:: Required action 1 ::
In the passage on amending Schedule H or H-EZ, copy word for word the part starting with "If you filed" and going on through "must also sign.".
:: Required action 2 ::
The passage on amending Schedule H or H-EZ says to fill in the lines with corrected amounts. List each kind of corrected amount it names.

:: Passage shown ::
If you find that you made an error on your original Schedule H or H-EZ, complete another Schedule H or H-EZ. Check the space at the top of your corrected Schedule H or H-EZ to designate it as an amended return. Fill in lines 1a through 19 (lines 1a through 14 of Schedule H-EZ) using the corrected amounts of household income, property taxes, and rent. In addition, complete
Schedule AR and include it with your amended Schedule H or H-EZ.
Include a copy of the property tax bill(s) and/or the original rent certificate(s) for any additional property taxes and/or rent that is claimed with your amended Schedule H or H-EZ.
If you filed a Schedule H or H-EZ by itself:
Sign and date your amended Schedule H or H-EZ in the space provided. If you and your spouse are residing together, your spouse must also sign.
Include with your amended Schedule H or H-EZ an explanation of the changes you made and the reasons for those changes in the box provided on Schedule AR.

Saved entries:
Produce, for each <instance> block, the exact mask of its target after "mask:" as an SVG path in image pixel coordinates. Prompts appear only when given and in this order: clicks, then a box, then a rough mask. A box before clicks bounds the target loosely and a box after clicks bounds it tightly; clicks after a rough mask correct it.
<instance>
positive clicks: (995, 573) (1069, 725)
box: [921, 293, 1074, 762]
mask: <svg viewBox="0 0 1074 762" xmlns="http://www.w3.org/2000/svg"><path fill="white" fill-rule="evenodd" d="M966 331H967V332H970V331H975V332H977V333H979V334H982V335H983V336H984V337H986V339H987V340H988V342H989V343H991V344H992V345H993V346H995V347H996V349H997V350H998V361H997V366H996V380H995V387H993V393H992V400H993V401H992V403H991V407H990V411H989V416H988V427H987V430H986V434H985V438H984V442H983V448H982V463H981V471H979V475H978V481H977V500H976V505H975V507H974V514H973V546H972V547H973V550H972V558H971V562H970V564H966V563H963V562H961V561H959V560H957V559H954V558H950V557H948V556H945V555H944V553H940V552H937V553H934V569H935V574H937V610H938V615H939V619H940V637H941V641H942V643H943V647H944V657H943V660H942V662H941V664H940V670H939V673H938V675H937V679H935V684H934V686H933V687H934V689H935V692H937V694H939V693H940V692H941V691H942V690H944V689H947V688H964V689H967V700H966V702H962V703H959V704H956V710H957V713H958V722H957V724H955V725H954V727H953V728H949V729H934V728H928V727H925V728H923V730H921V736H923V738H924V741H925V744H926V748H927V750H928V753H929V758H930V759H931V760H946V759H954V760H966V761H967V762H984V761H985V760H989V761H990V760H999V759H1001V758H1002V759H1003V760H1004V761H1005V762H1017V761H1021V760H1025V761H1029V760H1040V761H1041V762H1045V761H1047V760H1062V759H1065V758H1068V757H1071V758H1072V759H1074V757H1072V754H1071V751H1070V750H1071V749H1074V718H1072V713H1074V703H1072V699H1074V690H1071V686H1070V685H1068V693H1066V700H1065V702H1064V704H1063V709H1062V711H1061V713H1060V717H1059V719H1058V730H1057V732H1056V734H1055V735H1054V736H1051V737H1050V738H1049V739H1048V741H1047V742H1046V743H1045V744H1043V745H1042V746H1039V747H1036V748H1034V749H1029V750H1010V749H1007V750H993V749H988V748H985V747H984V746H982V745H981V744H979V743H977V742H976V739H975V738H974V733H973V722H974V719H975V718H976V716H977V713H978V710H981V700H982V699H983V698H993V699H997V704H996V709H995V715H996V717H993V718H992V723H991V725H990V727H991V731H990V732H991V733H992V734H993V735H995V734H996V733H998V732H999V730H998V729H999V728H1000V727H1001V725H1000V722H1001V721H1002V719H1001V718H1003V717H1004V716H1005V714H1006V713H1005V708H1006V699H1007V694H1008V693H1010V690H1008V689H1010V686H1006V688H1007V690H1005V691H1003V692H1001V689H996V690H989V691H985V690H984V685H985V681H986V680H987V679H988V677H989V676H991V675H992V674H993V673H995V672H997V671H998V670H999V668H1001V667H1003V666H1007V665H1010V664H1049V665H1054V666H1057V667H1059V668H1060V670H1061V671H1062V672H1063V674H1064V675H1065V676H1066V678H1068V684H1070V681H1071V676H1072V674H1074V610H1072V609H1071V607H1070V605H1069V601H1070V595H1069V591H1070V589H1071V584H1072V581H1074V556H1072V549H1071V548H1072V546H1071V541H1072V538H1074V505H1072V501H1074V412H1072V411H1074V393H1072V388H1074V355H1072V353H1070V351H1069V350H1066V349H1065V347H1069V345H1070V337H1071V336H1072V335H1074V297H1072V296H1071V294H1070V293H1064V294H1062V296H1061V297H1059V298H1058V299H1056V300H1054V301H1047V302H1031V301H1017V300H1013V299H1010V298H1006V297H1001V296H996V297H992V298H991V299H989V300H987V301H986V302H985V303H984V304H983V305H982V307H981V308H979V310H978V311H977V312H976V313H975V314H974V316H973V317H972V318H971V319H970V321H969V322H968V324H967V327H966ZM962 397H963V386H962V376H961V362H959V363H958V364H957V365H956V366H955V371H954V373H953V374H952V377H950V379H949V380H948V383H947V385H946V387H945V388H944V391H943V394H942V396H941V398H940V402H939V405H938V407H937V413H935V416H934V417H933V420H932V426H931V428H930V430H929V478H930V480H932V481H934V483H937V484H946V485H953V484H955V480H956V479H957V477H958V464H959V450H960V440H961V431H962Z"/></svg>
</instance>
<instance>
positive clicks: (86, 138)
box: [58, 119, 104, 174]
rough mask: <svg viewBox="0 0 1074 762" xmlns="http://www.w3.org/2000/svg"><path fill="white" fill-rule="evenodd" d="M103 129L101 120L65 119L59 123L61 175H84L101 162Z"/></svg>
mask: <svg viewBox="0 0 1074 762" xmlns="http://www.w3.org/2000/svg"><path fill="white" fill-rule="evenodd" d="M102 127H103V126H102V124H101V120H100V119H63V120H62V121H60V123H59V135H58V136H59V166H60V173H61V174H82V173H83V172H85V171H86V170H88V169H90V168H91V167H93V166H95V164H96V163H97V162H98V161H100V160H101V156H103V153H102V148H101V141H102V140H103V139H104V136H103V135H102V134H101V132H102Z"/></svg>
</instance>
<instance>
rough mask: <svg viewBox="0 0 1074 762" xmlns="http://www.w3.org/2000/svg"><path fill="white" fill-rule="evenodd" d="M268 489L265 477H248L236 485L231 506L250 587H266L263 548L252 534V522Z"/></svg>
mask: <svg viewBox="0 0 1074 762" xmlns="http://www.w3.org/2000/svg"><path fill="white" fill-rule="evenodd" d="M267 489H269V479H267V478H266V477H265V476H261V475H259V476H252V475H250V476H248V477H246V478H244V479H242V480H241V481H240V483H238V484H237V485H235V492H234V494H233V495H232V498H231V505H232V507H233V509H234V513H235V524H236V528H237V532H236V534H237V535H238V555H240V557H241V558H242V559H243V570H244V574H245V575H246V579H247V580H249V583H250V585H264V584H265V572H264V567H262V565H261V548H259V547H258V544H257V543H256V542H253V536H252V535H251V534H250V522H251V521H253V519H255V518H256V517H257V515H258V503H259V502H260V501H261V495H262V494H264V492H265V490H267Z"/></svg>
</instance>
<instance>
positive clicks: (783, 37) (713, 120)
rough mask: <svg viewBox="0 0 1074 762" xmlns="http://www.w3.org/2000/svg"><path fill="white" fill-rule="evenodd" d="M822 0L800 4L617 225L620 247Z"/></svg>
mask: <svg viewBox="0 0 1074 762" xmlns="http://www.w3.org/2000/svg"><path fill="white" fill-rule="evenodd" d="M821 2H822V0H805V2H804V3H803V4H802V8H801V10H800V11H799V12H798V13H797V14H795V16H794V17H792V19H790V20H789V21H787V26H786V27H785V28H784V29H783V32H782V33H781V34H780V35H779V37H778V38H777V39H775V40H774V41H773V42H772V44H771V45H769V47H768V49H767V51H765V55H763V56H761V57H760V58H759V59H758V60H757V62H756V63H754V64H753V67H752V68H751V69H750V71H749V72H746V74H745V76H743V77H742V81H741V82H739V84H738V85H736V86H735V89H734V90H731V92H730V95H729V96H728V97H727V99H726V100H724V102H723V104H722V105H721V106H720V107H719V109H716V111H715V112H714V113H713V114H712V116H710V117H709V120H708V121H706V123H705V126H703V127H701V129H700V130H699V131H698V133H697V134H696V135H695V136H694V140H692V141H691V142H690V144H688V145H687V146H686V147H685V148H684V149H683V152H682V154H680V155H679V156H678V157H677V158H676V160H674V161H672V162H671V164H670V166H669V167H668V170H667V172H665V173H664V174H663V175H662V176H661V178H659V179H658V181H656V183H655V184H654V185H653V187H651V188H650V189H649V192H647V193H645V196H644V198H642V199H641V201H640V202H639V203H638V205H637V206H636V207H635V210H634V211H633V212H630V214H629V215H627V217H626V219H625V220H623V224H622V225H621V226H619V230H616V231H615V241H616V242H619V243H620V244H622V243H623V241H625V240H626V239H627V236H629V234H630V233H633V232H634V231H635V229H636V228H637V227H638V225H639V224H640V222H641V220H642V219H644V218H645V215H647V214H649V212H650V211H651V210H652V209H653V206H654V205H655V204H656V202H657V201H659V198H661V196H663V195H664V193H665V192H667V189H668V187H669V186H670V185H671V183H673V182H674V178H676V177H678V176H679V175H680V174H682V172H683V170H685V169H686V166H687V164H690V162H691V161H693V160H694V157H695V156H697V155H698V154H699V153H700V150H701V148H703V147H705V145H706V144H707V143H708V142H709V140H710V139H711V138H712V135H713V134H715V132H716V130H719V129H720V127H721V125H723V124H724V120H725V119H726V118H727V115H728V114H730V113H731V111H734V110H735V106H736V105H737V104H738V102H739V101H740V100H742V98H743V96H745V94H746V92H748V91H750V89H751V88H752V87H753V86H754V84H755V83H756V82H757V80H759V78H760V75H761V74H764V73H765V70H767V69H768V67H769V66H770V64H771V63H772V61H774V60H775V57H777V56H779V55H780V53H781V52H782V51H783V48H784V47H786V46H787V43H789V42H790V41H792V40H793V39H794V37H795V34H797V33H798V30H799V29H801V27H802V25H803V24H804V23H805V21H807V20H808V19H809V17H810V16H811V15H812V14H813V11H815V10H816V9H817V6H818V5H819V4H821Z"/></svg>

:: Problem solution 1 ::
If you filed a Schedule H or H-EZ by itself:
Sign and date your amended Schedule H or H-EZ in the space provided. If you and your spouse are residing together, your spouse must also sign.

:: Problem solution 2 ::
Household income
Property taxes
Rent